[BEGIN Supplied data]
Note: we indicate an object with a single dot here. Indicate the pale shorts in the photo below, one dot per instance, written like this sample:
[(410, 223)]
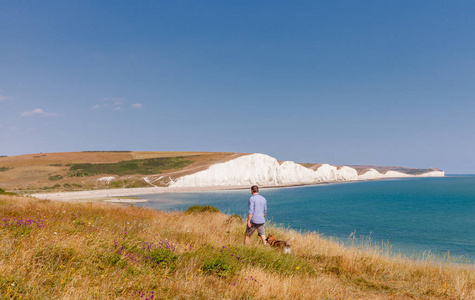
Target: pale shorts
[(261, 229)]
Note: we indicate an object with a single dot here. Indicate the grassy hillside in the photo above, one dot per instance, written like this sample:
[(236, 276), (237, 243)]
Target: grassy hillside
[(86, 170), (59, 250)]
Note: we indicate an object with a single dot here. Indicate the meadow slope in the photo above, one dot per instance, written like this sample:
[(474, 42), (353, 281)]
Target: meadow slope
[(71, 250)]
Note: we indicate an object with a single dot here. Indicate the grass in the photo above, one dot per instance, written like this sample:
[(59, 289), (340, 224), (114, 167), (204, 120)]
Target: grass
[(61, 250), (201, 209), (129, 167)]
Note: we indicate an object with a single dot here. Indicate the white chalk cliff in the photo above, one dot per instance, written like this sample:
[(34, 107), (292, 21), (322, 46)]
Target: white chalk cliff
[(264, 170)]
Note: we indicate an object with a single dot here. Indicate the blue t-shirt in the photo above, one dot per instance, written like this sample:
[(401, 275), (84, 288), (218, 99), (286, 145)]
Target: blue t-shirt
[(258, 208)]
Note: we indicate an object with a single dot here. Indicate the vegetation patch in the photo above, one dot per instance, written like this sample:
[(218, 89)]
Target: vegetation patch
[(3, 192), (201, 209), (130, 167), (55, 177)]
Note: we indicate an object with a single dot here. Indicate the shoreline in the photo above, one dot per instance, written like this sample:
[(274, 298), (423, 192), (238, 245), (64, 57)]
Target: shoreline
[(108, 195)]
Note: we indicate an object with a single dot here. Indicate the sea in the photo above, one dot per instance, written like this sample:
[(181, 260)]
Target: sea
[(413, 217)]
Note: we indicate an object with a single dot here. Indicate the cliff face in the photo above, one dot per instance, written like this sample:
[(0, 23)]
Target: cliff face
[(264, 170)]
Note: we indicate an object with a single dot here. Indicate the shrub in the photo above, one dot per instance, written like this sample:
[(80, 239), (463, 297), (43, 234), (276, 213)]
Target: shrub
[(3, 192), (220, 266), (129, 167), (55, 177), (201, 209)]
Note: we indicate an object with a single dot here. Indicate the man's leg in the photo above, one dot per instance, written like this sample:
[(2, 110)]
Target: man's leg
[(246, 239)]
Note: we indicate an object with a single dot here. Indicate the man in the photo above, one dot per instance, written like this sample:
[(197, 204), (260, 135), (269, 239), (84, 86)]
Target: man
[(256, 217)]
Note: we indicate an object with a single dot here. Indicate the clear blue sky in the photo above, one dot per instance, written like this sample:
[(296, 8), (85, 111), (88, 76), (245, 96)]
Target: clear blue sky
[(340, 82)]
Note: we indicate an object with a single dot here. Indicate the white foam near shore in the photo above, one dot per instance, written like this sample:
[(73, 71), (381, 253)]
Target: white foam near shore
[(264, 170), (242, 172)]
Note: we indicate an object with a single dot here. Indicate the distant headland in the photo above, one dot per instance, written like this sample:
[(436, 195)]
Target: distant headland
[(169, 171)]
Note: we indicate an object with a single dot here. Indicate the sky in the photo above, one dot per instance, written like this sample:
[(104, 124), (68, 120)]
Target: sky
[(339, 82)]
[END Supplied data]
Arrange every line of the records above as a Markdown table with the columns "Row" and "Line," numbering the rows and skipping blank lines. Omit the pictures.

| Row | Line |
|---|---|
| 1 | Note: we indicate an object with a single dot here. Indicate the pale shorts in the photo below, one dot per instance, written like this sample: |
| 2 | [(410, 223)] |
| 3 | Target: pale shorts |
| 4 | [(261, 229)] |
| 5 | Note: we indicate an object with a single dot here. Indicate the grassy hillside in the photo above, one dot per instance, written like this sample: |
| 6 | [(236, 276), (237, 243)] |
| 7 | Target: grassy hillside |
| 8 | [(86, 170), (59, 250)] |
| 9 | Note: we indicate an object with a single dot here. Indicate the meadow slope in the photo above, one dot per instance, written like this sample: |
| 10 | [(474, 42), (353, 281)] |
| 11 | Target: meadow slope |
| 12 | [(71, 250)] |
| 13 | Note: we indicate an object with a single dot here. Indicate the grass in the photo above, one dot per instance, written like this sample: |
| 14 | [(59, 289), (340, 224), (114, 167), (204, 120)] |
| 15 | Target: grass |
| 16 | [(61, 250), (201, 209), (129, 167)] |
| 17 | Note: we indicate an object with a single dot here. Indicate the white chalk cliff in the photo above, one dot per instance, written like this sample: |
| 18 | [(34, 107), (292, 21), (322, 46)] |
| 19 | Target: white chalk cliff |
| 20 | [(264, 170)] |
| 21 | Note: we indicate an object with a single dot here. Indicate the blue t-shirt in the photo above, one dot per instance, written like this sample: |
| 22 | [(401, 275), (84, 288), (218, 99), (286, 145)] |
| 23 | Target: blue t-shirt |
| 24 | [(258, 208)] |
| 25 | Note: we indicate an object with a single dot here. Indicate the vegetation patch in the photo above, one dot per instance, written like this sample: |
| 26 | [(218, 89)] |
| 27 | Target: vegetation patch |
| 28 | [(3, 192), (201, 209), (130, 167), (55, 177)] |
| 29 | Note: we indicate an object with a single dot here. Indicate the shoreline in the photo above, one dot per instance, written like this sample: |
| 30 | [(274, 298), (423, 192), (238, 245), (64, 57)] |
| 31 | Target: shoreline |
| 32 | [(108, 195)] |
| 33 | Note: we indicate an object with a single dot here. Indicate the sea in the photo above, one dot per instance, written like this sample: |
| 34 | [(181, 260)] |
| 35 | Target: sea |
| 36 | [(413, 217)] |
| 37 | Note: we indicate an object with a single dot here. Indicate the cliff face in the photo above, one dot per instance, written like this sample: |
| 38 | [(0, 23)] |
| 39 | Target: cliff face |
| 40 | [(264, 170)] |
| 41 | Note: we indicate an object with a single dot here. Indicate the shrub in the photo above, one dot per instance, written like this sample: |
| 42 | [(80, 239), (463, 297), (43, 234), (276, 213)] |
| 43 | Target: shrub |
| 44 | [(3, 192), (220, 266), (129, 167), (55, 177), (201, 209)] |
| 45 | Note: we indicate an object with a single dot here. Indicate the man's leg in the photo above, one dot per instance, written like this sample: |
| 46 | [(2, 110)] |
| 47 | Target: man's leg |
| 48 | [(246, 239)] |
| 49 | Note: we indicate an object with a single dot here. Indicate the man in the photo above, one dot per instance, written like this sample: |
| 50 | [(197, 204), (260, 135), (269, 239), (84, 86)] |
| 51 | Target: man |
| 52 | [(256, 217)] |
| 53 | Note: we indicate an object with a single dot here. Indicate the clear blue sky in the photo above, one dot per instance, written like this sample: |
| 54 | [(296, 8), (85, 111), (88, 76), (245, 96)] |
| 55 | Target: clear blue sky |
| 56 | [(340, 82)] |
| 57 | Note: we indicate an object with a single dot here. Indicate the white foam near shore in the photo above, one dot per instance, written like this sample: |
| 58 | [(73, 71), (381, 253)] |
| 59 | Target: white foam near shore |
| 60 | [(264, 170), (242, 172)] |
| 61 | Note: we indicate an object with a single dot here. Indicate the distant headland in the photo above, one dot per instance, written like this sample: |
| 62 | [(436, 195)] |
| 63 | Target: distant headland |
| 64 | [(169, 171)] |
| 65 | Note: we indicate an object with a single dot here. Indicate the sky in the photo above, one dot per instance, written like this sample: |
| 66 | [(104, 124), (68, 120)] |
| 67 | Target: sky |
| 68 | [(339, 82)] |